### Given information ###
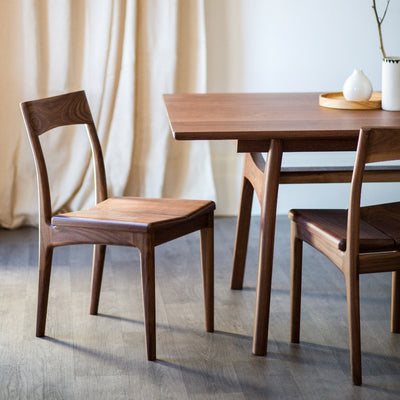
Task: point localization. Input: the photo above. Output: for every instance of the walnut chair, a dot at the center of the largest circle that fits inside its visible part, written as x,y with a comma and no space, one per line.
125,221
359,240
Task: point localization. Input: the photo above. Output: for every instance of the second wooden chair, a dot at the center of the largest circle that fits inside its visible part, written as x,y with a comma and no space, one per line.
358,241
###
Convert the listing above into a two-column CSV with the headers "prompt" and "points". Give one row for each line beginning "Task:", paired with the coordinates listed under it, with each field in double quotes, line breaks replaced by spaces, and the pictures left out.

prompt,points
"Task: point localization. Input: the photo above. Output: for every instance of the walnut chair, a dot at the center of the largest circle that fits inside its visible part, written as x,y with a comma and no space, one per line.","125,221 359,240"
"Task: point localization. Input: the photo above. Output: for every instance of the second wooden chair, a dot at the center of the largest circle that fits inside its visible part, written as x,y with a comma and no space, one per line.","358,241"